TO BE DONE: Please pull out every line of the data below that contains the word "lion", copying each one in full.

[Source data]
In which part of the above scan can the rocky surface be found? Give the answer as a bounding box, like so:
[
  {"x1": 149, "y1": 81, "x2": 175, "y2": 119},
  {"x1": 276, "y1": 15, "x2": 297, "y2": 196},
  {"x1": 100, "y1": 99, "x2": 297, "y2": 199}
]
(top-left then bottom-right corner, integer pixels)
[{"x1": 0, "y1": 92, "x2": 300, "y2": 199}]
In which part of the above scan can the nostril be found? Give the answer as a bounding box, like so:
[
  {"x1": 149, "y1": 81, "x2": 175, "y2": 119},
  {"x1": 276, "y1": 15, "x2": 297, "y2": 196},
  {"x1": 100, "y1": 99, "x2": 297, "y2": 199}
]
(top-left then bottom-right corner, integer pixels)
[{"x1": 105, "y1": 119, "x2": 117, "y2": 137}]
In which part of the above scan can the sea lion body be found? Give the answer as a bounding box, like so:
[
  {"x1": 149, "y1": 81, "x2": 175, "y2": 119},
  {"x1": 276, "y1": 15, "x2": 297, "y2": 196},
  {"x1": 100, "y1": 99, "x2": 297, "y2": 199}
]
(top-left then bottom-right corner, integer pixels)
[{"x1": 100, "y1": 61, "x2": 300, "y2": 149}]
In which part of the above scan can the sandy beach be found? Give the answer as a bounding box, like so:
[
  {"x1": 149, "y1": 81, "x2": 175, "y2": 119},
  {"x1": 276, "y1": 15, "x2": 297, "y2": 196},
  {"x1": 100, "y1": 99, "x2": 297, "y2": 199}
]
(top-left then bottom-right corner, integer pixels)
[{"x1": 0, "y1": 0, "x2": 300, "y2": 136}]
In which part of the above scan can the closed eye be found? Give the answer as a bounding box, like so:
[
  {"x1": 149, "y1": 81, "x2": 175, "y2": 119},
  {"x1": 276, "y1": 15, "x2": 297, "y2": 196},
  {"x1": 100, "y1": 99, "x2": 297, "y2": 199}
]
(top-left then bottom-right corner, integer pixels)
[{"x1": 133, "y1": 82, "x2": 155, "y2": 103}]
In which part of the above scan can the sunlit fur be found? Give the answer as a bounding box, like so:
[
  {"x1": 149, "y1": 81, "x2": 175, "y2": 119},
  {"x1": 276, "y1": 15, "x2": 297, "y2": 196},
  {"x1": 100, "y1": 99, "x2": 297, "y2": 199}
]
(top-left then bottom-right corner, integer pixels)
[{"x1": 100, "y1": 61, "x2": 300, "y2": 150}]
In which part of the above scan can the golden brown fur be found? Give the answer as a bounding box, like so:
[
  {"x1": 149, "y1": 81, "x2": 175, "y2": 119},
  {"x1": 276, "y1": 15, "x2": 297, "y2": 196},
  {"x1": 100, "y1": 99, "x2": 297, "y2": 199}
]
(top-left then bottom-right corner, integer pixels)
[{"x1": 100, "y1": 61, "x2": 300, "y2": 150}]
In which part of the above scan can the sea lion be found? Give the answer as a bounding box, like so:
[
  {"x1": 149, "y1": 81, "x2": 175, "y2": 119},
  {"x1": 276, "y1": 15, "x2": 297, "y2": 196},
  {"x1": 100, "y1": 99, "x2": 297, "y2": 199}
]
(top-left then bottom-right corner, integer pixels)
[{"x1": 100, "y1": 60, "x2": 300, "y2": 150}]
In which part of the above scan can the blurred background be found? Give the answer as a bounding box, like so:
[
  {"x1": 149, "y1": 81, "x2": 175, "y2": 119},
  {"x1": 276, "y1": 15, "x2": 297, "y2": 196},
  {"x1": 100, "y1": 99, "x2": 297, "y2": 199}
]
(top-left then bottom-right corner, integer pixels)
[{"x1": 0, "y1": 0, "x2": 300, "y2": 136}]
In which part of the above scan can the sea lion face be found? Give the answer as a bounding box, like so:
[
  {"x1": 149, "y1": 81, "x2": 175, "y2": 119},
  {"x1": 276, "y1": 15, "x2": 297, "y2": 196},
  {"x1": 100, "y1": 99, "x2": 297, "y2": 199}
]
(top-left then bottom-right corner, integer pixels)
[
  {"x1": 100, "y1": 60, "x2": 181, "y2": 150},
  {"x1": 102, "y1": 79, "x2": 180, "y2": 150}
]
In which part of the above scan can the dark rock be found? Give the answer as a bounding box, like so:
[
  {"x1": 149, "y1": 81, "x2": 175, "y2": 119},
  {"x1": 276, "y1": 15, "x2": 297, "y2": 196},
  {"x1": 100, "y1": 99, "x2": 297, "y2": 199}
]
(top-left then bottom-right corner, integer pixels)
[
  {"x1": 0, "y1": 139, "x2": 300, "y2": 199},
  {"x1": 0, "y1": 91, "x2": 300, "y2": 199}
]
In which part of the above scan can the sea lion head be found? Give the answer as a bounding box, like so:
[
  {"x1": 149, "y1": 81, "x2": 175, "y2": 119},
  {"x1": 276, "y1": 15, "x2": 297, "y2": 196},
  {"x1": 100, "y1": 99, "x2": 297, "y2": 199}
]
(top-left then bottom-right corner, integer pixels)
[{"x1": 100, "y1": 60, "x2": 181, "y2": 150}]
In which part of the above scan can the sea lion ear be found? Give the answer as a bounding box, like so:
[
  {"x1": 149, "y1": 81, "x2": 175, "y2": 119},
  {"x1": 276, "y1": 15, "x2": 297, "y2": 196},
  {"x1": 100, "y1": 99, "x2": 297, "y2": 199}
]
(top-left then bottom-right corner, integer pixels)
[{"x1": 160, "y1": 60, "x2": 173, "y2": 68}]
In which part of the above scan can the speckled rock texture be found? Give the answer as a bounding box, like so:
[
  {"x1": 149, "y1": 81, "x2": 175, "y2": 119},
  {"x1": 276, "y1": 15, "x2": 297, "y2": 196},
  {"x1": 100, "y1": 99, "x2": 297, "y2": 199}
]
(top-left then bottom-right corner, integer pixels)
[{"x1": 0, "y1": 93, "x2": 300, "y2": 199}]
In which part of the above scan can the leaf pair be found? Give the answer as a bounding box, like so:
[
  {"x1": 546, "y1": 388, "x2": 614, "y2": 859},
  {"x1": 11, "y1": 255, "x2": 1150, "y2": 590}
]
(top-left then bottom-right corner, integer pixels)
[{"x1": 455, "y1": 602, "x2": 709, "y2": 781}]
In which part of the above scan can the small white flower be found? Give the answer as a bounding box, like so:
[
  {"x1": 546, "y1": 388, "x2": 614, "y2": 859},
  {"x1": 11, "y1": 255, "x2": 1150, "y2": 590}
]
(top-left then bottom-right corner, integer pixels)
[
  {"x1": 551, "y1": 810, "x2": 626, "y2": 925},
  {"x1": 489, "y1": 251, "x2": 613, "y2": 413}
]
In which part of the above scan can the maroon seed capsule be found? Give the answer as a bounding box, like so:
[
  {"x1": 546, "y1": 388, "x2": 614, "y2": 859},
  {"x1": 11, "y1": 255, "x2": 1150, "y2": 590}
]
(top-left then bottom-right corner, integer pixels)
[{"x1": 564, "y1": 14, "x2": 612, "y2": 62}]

TASK OUTPUT:
In which part of the above scan can the sea lion body be found? Give the answer as a bounding box, like so:
In which part of the above scan can the sea lion be found? Give the answer as a bounding box, like so:
In which part of the above scan can the sea lion face be found? Give the answer as a bounding box, like so:
In which part of the above scan can the sea lion head be found? Give the answer as a bounding box, like so:
In which part of the above scan can the sea lion ear be found? Give the answer as a bounding box, like so:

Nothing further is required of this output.